> **Goal**:
Can you continue the blog post on allowing cellphones in schools, writing what comes next after its last line?

This three-dimensional post has now come to an end. While each debate participant gave very valid points to each side of their arguments, I am sticking with my side. I started on the side of which cellphones should only be allowed in high schools and I ended with that decision. I do not believe cellphones should be banned from schools because my cellphone is a huge help in my education such as being a calculator, a calendar, a note-taker, a way to contact peers and teachers and so much more. However, I do believe cellphones should only be allowed for certain ages of students – that being high school students (or grades 7-12). By this stage, students have developed the idea of what right and wrong is and will be able to decipher when the right and wrong time to use a cellphone in a class with a teacher sometimes having to intervene if the cellphones become a distraction. 

Thanks for reading 

  • Miss. Lang

One Reply to “The 3-Dimensional Debate”

  1. Hey Jayden!

> **Provided material**:
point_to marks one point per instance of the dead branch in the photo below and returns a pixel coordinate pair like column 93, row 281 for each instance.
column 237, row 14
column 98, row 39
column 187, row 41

> **The response**:
    We share some very similar views on this topic! I also began and ended with the belief that cellphones should never be completely banned, but they also should only be allowed to be used by older students have have developed the understanding and knowledge needed to use them appropriately! I love how you mentioned how young children are still developing their fine motor skills and that the use of cellphones doesn’t really support this development the same way that traditional paper and pencil work does. These are things that I think often get overlooked when it comes to considering when children should be given cellphones to use. Additionally, if we give young children cellphones, it’s unlikely that they will show interest in engaging in other activities that are necessary for healthy development, as these types of devices often become addictive and attention consuming!
    Thanks for sharing some really great points!